What you are asked to do: Rewrite all of the entries below, changing each "jacket" to "coat" and keeping every other part the same. Leave the pictures out of your answer.
##############################
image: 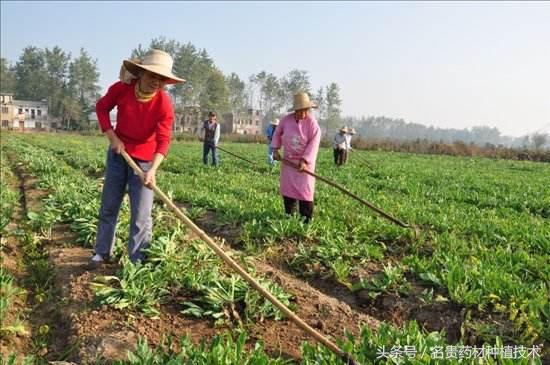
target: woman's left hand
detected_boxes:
[141,169,157,189]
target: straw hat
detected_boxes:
[124,49,185,84]
[288,91,317,112]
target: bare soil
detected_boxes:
[2,161,378,364]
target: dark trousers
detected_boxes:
[95,147,154,262]
[283,196,313,223]
[334,148,347,166]
[202,143,218,166]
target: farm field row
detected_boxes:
[2,134,550,363]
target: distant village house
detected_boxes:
[173,106,262,135]
[0,93,51,131]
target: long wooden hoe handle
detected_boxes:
[122,151,358,364]
[282,160,412,228]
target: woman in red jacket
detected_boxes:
[90,50,185,268]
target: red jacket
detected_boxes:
[96,80,174,161]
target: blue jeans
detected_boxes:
[202,143,218,166]
[267,145,277,165]
[95,147,154,263]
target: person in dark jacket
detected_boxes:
[202,112,220,166]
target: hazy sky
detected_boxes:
[1,1,550,136]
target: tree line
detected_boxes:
[344,116,550,149]
[0,37,550,148]
[0,37,342,133]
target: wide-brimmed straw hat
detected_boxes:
[124,49,185,84]
[288,92,317,112]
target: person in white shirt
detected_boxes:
[344,128,355,163]
[332,126,348,166]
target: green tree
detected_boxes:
[315,86,328,135]
[68,48,100,122]
[44,46,71,117]
[199,70,229,115]
[0,58,16,94]
[173,43,215,105]
[281,70,311,108]
[326,82,342,133]
[15,46,48,100]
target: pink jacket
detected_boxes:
[271,113,321,201]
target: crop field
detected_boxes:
[0,133,550,365]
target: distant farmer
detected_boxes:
[90,49,185,269]
[332,126,348,166]
[344,128,355,163]
[271,92,321,223]
[266,118,279,165]
[202,112,220,166]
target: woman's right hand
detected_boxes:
[106,129,124,155]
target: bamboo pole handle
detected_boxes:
[283,159,411,228]
[121,150,357,364]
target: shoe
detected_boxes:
[88,253,109,270]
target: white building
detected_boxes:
[0,94,51,130]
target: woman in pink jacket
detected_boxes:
##############################
Solution to the exercise:
image: 
target: woman's left hand
detected_boxes:
[141,169,157,189]
target: straw hat
detected_boxes:
[124,49,185,84]
[288,91,317,112]
target: bare soil
detected_boxes:
[2,161,378,364]
target: dark trousers
detected_boxes:
[95,147,154,262]
[283,196,313,223]
[334,148,347,166]
[202,143,218,166]
target: farm field row
detected_boxes:
[2,134,550,363]
target: distant village house
detected_boxes:
[173,106,262,135]
[0,93,51,131]
target: long wooden hoe handle
detected_boxes:
[122,151,358,364]
[282,160,412,228]
target: woman in red coat
detected_boxes:
[90,50,185,268]
target: red coat
detected_boxes:
[96,80,174,161]
target: blue jeans
detected_boxes:
[202,143,218,166]
[267,145,277,165]
[95,147,154,263]
target: person in dark coat
detected_boxes:
[202,112,220,166]
target: hazy sky
detected_boxes:
[1,1,550,136]
target: tree line
detected_boxes:
[344,116,550,149]
[0,37,550,148]
[0,37,342,133]
target: wide-brimmed straw hat
detected_boxes:
[124,49,185,84]
[288,92,317,112]
target: person in white shirt
detected_boxes:
[344,128,355,163]
[332,126,348,166]
target: green tree
detected_boxes:
[315,86,328,135]
[68,48,100,122]
[44,46,71,117]
[199,70,229,115]
[0,58,16,94]
[173,43,215,105]
[281,70,311,108]
[326,82,342,133]
[15,46,48,100]
target: pink coat
detected_boxes:
[271,113,321,201]
target: crop field
detected_boxes:
[0,133,550,365]
target: distant farmer
detected_boxes:
[90,49,185,269]
[332,126,348,166]
[344,128,355,163]
[271,92,321,223]
[266,118,279,165]
[202,112,220,166]
target: woman's right hand
detected_boxes:
[106,129,124,155]
target: bamboo pole handle
detected_boxes:
[283,159,411,228]
[121,150,357,364]
target: shoe
detected_boxes:
[88,253,109,270]
target: white building
detected_boxes:
[0,94,51,130]
target: woman in pink coat
detected_boxes:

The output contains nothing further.